## Data for this exercise
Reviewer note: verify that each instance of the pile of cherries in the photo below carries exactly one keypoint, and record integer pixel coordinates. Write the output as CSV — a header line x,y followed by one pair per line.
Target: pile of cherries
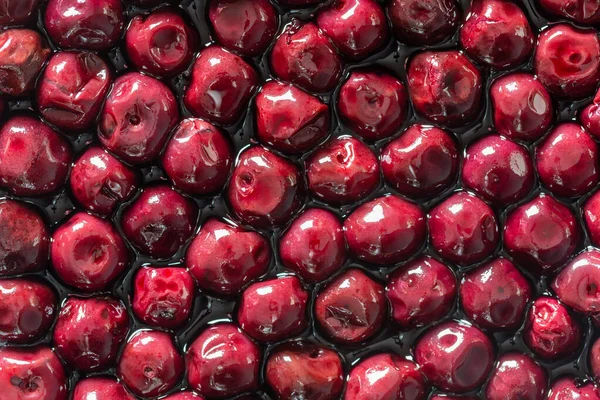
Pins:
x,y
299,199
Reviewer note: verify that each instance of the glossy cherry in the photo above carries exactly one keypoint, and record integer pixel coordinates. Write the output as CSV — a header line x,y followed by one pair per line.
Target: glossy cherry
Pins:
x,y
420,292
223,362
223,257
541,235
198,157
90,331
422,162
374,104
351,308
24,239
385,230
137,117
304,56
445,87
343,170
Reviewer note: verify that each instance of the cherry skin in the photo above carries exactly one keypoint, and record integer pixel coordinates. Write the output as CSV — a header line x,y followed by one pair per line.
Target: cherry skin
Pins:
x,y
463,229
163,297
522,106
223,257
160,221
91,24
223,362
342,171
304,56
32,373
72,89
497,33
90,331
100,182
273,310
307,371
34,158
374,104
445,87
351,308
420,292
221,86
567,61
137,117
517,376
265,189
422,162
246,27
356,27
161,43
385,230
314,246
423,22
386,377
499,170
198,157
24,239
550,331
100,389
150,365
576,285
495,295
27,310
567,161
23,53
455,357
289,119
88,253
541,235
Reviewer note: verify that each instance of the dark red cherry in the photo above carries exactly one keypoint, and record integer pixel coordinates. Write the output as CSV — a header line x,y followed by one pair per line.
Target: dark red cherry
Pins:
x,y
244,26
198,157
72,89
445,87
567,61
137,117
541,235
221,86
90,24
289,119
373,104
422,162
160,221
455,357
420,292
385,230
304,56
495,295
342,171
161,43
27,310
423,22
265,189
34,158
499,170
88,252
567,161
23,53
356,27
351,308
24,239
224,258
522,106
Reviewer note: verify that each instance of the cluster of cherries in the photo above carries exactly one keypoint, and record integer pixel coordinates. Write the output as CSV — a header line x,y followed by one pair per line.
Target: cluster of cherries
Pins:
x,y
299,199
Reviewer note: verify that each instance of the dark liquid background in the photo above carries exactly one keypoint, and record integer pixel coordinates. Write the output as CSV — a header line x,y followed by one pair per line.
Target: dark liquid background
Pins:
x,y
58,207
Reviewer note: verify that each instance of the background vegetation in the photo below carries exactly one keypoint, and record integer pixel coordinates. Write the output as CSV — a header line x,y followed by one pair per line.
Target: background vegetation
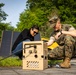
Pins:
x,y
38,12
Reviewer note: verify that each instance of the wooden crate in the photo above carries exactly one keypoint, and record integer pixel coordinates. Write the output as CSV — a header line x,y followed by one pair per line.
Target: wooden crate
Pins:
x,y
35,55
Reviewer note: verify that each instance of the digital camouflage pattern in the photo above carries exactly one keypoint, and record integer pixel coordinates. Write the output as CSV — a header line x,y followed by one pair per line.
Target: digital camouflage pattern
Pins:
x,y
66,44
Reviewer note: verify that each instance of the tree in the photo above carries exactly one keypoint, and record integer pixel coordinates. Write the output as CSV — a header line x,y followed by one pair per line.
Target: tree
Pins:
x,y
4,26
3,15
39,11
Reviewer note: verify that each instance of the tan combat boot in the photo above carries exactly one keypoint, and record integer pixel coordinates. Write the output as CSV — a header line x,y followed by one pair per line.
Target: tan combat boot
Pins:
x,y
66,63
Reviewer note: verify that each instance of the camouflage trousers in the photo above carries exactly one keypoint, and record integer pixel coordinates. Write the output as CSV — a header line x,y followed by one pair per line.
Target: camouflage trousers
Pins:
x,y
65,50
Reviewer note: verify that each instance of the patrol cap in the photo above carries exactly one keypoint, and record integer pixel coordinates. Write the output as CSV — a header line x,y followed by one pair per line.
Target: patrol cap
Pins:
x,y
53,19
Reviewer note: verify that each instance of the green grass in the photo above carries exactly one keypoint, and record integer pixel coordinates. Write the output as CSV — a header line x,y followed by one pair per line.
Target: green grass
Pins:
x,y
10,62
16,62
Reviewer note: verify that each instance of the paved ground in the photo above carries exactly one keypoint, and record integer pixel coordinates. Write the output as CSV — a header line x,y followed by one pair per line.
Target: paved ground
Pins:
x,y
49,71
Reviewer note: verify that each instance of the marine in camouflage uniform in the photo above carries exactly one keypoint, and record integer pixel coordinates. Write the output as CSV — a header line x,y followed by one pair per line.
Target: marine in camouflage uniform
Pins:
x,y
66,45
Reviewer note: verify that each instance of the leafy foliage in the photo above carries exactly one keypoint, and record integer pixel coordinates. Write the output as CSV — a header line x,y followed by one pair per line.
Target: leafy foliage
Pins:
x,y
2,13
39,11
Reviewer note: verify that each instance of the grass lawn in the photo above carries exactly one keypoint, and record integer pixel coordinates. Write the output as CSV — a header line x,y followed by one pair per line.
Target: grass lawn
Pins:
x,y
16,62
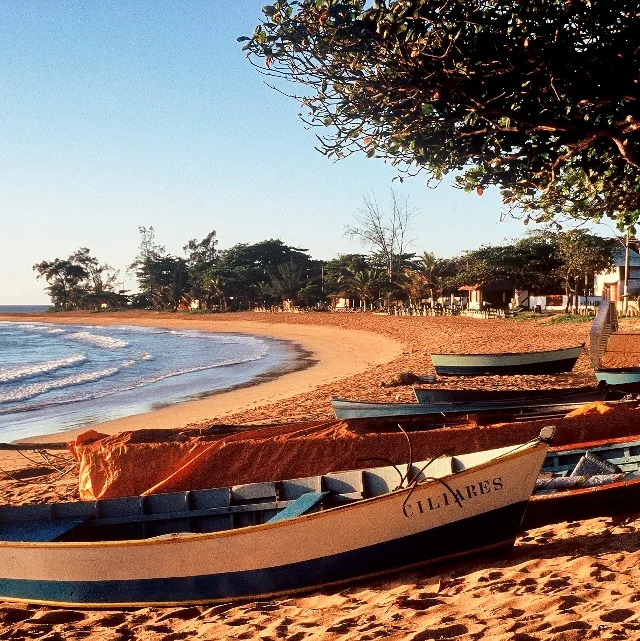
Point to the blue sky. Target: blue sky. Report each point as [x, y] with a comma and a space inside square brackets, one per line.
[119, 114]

* * *

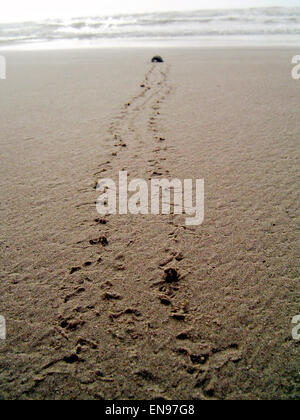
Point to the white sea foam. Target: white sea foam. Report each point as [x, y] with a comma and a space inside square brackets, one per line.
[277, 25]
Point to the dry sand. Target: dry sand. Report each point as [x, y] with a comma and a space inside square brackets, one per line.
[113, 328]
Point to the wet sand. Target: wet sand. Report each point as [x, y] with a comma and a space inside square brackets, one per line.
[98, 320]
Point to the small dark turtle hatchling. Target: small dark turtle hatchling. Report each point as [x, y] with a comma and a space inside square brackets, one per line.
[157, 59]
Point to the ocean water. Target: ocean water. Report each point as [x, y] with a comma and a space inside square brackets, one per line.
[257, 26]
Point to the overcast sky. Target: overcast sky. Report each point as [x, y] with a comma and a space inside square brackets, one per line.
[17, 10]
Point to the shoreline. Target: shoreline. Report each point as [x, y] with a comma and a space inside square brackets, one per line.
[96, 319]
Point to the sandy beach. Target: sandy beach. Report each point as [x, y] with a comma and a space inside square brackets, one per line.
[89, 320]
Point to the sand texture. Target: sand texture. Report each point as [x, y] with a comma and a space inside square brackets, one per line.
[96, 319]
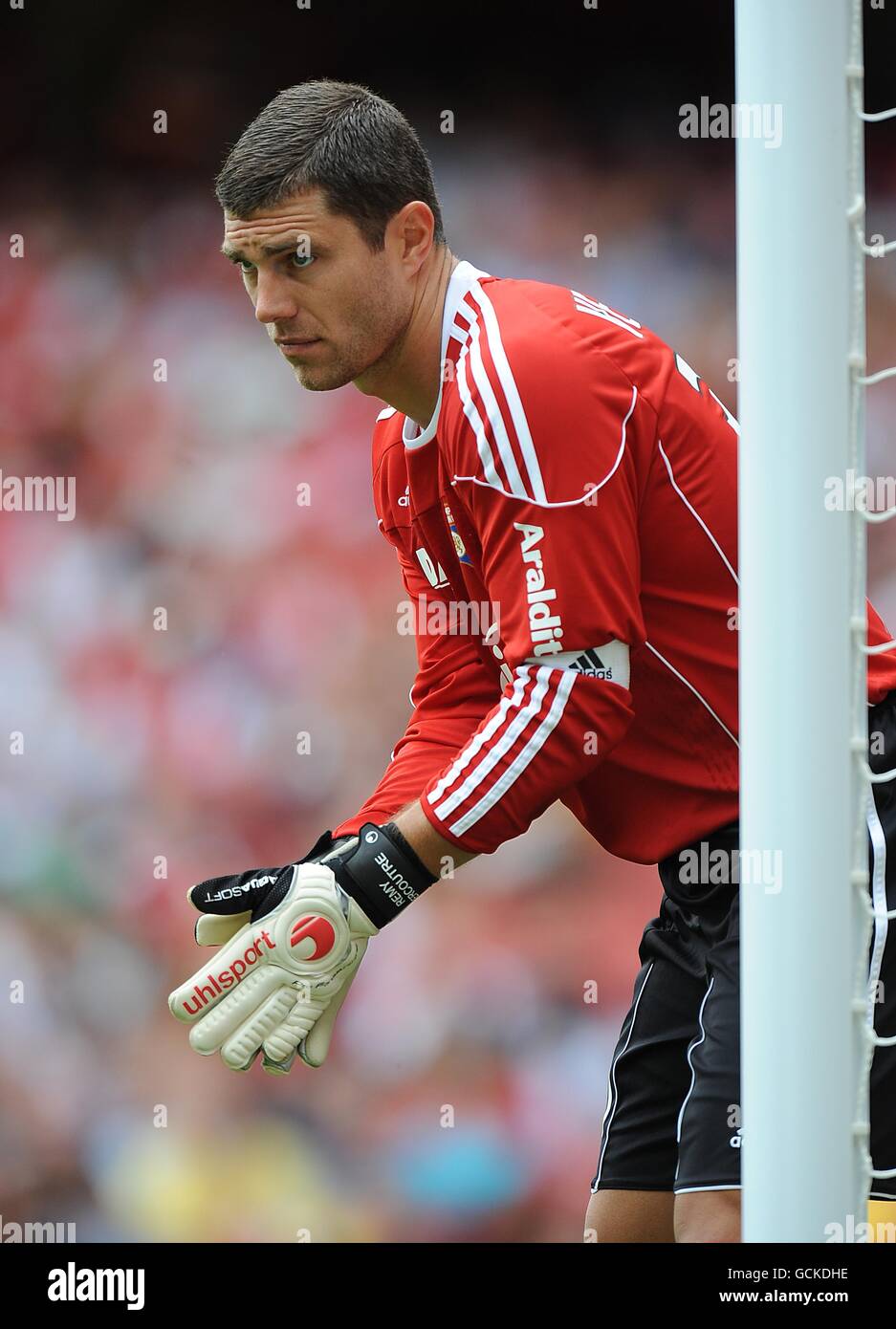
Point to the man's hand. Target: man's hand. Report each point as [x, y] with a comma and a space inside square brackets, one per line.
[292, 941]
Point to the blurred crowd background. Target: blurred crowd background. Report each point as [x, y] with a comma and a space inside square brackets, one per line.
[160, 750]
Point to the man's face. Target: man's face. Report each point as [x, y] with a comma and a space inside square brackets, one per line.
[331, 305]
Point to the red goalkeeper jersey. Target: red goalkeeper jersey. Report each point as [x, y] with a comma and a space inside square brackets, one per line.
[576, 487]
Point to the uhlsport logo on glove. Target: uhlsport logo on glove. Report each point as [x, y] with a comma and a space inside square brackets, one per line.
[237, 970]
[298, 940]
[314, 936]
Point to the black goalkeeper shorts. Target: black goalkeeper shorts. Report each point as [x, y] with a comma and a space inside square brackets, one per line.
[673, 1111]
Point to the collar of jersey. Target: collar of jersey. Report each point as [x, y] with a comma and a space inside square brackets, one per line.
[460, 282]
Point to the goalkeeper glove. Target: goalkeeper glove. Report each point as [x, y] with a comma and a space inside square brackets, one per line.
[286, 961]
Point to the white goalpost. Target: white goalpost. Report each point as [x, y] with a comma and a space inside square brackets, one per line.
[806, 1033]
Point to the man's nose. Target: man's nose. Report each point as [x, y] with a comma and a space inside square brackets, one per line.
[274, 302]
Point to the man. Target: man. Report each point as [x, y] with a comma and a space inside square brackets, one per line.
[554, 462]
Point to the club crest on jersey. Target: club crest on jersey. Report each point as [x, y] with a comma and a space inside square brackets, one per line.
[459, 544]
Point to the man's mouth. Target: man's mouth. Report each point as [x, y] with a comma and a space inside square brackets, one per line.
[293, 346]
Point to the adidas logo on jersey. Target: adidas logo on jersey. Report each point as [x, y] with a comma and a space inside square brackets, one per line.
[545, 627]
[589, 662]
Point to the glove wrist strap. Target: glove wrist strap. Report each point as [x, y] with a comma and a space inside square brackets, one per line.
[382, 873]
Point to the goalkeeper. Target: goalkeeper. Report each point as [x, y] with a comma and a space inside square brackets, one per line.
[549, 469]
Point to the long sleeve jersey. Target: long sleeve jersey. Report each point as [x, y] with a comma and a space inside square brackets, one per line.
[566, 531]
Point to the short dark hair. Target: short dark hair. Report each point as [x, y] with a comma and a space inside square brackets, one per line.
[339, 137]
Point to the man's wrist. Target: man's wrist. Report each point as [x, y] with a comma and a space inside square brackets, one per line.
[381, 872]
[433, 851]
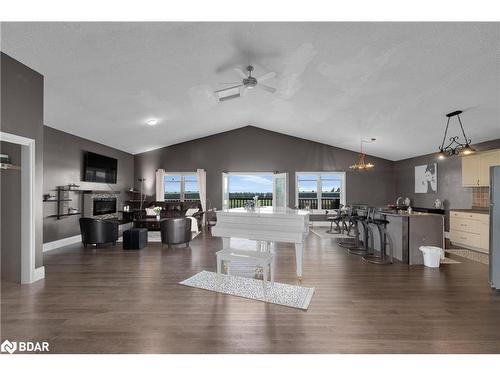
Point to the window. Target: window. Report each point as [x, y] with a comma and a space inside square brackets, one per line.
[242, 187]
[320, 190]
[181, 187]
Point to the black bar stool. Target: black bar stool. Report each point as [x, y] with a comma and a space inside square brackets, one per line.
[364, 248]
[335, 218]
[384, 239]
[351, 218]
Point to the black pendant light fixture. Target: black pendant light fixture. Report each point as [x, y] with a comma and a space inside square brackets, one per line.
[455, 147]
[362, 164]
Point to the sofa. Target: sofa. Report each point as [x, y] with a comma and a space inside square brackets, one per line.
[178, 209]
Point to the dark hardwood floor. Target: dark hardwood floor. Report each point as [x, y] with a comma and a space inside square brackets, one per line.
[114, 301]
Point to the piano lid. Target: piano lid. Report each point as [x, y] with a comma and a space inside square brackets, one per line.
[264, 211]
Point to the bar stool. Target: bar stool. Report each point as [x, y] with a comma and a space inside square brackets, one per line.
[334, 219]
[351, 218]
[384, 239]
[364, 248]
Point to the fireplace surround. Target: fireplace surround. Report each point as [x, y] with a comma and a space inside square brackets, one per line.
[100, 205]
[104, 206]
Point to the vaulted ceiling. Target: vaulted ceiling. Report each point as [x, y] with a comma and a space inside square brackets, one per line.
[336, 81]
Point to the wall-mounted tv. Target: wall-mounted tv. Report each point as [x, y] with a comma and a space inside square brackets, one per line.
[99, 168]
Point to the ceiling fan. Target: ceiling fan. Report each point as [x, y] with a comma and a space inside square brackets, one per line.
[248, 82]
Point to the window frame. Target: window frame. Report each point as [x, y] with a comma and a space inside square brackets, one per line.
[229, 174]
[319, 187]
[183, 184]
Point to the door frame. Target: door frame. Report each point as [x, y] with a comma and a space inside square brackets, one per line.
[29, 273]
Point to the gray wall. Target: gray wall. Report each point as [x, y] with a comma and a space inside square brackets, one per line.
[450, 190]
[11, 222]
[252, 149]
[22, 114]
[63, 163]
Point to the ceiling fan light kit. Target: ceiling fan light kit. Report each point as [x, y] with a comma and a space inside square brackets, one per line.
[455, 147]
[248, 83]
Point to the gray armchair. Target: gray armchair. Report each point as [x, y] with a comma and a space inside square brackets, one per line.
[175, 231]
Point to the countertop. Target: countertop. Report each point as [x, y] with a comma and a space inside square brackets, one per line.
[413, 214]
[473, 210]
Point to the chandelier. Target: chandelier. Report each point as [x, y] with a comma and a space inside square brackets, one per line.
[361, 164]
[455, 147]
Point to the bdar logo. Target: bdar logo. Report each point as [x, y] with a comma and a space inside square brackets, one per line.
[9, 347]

## Work required
How many lines in the rows above contain the string "ceiling"? Reply with the number only.

## Reply to the exercise
3